Grassroots group wants public transit in Edmonton to be free

An organization of educators, students and climate organizers wants the city to look at doing away with fares and monthly passes.

'We're seeing success in cities that make it a priority overall'

Municipalities are in dire need of financial aid from Ottawa and provinces to get through pandemic, Edmonton Mayor Don Iveson says.
In mid-March, the city announced that transit would be fare-free. That ended on June 15. (Cort Sloan/CBC)

A grassroots organization wants the City of Edmonton to look at making public transit fare-free. 

"We're not asking for immediate 'Next day fares are gone, totally removed,'" Danika McConnell with Free Transit Edmonton, a group made up of educators, students and climate organizers, told Edmonton AM on Thursday.

"We want to see it looked at from the overall 'How we fund the city? How we build [transit]?'" 

Transit fares in Edmonton were reinstated last week after being suspended in March in part to help prevent the spread of COVID-19.

Having to pay for a ticket or monthly pass creates "barriers to access" for those who can't afford the fare, McConnell said.

--------------------

Work instructions:
A – In the Edmonton transit article, rewrite the passage starting with "Municipalities are in" and going on through "15. (Cort Sloan/CBC)", replacing "fare-free" with "free of charge".
B – Condense the paragraph of the Edmonton transit article that opens "We're not asking for immediate" into a single shorter sentence that keeps its main facts.

--------------------

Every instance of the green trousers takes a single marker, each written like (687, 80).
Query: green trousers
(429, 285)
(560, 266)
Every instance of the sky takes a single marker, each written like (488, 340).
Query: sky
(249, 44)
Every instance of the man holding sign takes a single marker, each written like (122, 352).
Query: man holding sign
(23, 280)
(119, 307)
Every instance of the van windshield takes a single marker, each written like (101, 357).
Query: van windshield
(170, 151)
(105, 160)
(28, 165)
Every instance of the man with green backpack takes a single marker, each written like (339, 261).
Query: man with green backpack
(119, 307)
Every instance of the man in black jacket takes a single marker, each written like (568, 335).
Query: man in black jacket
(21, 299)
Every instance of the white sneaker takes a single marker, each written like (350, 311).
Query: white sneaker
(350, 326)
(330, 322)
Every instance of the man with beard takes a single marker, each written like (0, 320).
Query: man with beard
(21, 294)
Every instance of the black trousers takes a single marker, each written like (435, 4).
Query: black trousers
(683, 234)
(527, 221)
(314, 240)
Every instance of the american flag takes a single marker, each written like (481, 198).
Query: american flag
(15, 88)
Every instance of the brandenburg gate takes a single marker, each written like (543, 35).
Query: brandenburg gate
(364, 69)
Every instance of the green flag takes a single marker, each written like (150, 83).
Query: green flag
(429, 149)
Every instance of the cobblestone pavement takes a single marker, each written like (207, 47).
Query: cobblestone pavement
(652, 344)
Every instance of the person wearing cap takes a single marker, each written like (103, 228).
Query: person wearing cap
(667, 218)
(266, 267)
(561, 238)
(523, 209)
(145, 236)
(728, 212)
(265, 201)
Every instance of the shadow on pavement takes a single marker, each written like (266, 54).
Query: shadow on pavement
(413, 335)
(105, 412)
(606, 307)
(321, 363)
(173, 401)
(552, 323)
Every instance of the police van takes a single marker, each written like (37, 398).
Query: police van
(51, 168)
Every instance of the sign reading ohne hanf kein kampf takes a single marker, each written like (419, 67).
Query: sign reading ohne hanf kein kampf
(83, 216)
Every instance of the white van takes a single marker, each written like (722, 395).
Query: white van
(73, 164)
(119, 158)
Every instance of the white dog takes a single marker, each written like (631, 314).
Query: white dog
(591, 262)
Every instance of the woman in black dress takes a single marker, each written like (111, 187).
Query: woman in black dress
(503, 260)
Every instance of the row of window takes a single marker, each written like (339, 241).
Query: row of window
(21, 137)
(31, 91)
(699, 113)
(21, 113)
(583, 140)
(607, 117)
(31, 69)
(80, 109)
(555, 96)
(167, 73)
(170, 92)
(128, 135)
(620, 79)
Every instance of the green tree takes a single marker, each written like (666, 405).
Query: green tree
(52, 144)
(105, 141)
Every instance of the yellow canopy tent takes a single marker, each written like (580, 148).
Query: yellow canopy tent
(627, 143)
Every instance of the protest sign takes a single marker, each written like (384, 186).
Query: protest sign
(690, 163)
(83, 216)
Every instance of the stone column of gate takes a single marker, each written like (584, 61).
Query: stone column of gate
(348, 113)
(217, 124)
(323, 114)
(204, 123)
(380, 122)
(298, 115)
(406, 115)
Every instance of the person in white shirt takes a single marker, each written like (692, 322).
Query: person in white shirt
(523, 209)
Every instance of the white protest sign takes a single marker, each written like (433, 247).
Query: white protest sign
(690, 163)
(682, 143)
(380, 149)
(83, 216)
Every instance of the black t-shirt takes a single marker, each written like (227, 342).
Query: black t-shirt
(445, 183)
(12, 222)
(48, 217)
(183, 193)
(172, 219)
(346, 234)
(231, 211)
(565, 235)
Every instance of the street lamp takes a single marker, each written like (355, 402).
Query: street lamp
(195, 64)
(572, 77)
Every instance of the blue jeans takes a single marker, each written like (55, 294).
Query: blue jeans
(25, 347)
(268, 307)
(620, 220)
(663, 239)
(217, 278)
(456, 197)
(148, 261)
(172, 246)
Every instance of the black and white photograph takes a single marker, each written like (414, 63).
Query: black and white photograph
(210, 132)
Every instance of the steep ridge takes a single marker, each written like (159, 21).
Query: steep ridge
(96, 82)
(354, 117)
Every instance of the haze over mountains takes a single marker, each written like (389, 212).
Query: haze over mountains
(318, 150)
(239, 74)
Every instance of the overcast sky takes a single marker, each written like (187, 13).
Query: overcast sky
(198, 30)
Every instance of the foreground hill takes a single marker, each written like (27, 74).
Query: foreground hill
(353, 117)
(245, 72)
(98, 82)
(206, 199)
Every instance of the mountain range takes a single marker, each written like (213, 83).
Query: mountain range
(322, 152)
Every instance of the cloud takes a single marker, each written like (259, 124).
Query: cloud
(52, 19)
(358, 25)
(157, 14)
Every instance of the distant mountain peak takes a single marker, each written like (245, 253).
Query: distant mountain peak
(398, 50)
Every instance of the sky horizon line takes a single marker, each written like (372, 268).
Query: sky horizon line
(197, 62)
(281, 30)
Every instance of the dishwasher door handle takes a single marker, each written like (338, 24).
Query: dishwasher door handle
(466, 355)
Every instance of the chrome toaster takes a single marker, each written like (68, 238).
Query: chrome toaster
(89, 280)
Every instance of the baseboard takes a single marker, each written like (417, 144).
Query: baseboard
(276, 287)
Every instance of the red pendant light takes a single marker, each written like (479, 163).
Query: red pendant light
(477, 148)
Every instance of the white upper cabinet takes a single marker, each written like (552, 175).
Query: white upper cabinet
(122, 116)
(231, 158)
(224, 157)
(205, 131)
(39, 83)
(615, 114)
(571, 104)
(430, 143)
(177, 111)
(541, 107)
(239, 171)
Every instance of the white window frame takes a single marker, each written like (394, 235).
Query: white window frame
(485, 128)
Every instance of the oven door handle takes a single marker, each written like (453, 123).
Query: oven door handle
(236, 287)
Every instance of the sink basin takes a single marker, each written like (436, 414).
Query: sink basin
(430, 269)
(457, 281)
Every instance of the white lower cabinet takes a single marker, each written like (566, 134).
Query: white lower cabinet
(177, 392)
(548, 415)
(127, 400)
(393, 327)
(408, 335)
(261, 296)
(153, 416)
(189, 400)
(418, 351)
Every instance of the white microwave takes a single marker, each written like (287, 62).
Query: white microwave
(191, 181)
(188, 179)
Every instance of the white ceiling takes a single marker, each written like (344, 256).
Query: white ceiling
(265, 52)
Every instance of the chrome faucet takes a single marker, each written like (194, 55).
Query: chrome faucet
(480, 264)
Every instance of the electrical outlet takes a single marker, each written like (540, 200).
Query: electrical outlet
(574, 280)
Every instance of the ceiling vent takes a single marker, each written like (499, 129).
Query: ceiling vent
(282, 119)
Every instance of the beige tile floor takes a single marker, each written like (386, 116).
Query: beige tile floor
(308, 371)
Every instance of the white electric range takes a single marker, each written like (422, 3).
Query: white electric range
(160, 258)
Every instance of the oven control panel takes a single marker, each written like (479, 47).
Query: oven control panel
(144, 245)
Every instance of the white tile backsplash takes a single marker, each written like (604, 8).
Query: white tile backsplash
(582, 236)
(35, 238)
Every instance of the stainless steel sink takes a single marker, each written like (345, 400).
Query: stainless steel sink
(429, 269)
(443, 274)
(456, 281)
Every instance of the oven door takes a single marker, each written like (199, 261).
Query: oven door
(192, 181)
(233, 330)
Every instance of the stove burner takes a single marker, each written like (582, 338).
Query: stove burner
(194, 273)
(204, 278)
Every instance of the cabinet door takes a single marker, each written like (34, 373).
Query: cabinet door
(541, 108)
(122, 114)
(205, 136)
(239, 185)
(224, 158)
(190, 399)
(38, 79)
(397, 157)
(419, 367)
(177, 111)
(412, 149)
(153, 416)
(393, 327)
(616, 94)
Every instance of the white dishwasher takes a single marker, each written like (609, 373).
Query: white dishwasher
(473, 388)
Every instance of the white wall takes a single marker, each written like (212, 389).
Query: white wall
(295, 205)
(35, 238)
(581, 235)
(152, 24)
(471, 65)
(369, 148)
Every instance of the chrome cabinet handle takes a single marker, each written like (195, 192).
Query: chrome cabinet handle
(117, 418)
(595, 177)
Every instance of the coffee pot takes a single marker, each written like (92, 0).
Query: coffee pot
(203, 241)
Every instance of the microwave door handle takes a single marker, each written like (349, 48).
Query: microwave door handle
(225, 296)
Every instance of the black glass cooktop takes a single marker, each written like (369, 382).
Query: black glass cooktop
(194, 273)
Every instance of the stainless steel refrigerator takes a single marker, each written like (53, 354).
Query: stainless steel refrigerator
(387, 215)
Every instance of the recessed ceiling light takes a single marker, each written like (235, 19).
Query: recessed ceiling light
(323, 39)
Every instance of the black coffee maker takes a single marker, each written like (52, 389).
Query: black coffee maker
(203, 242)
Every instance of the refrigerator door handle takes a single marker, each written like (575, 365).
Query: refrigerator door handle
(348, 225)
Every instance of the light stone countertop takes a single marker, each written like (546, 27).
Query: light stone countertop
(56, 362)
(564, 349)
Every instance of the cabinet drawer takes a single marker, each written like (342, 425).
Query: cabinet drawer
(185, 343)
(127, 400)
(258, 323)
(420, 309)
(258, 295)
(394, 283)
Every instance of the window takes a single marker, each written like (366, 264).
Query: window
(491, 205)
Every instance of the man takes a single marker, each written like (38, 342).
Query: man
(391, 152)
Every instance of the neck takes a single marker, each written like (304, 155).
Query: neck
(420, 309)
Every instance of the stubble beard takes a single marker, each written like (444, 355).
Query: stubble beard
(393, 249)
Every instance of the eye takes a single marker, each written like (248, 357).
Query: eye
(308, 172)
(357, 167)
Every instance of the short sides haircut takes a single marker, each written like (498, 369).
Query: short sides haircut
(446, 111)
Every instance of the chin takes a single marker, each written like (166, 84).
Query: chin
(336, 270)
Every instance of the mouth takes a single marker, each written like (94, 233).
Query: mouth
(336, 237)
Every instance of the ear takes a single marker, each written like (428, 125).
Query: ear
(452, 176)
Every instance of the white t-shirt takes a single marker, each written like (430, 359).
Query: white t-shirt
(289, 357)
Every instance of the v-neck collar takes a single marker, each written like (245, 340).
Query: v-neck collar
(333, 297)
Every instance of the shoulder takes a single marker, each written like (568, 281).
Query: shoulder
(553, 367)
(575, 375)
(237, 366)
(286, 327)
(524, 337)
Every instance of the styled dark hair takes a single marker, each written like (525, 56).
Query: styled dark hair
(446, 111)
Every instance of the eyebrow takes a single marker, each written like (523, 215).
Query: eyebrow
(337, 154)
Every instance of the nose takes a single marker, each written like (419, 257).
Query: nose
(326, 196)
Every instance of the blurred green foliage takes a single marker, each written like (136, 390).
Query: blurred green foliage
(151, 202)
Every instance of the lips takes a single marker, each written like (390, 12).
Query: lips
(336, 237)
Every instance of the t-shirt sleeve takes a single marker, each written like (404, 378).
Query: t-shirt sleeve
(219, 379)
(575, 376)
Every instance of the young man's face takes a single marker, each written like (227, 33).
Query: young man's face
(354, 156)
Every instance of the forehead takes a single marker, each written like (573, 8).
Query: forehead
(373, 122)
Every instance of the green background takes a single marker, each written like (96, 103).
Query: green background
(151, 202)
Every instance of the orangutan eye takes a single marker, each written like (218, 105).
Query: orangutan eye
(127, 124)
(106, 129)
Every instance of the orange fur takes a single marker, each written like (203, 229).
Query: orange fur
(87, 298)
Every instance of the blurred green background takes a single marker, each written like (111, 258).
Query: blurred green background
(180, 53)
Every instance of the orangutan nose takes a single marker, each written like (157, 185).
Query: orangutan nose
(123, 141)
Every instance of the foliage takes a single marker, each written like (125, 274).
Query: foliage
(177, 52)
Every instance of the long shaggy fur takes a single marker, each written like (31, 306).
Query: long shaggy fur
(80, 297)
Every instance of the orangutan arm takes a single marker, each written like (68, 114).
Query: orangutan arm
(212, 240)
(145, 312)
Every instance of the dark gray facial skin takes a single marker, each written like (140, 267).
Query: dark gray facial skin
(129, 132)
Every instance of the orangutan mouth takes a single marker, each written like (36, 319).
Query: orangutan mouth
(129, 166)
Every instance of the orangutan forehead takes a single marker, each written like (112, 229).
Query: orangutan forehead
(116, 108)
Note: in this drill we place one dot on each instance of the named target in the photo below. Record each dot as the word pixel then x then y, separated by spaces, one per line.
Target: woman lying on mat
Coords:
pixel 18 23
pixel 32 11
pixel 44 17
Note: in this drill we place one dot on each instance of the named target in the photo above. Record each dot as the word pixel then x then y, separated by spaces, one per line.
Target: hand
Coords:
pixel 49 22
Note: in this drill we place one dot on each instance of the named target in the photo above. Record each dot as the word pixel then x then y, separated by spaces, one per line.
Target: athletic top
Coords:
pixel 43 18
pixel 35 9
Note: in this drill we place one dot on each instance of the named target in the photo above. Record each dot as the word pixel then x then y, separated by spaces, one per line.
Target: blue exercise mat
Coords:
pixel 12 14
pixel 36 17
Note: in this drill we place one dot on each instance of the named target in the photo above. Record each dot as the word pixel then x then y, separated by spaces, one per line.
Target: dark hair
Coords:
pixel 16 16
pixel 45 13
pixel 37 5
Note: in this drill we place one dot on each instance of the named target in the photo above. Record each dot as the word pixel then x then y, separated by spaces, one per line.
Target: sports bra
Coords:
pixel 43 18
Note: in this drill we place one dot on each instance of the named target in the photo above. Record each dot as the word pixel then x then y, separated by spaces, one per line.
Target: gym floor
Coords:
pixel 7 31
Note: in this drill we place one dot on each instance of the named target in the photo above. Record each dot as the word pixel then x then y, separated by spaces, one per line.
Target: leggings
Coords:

--------------------

Completed exercise:
A –
Municipalities are in dire need of financial aid from Ottawa and provinces to get through pandemic, Edmonton Mayor Don Iveson says.
In mid-March, the city announced that transit would be free of charge. That ended on June 15. (Cort Sloan/CBC)

B – On Thursday, Danika McConnell of Free Transit Edmonton, a group of educators, students and climate organizers, told Edmonton AM that the group is not asking for fares to be removed right away.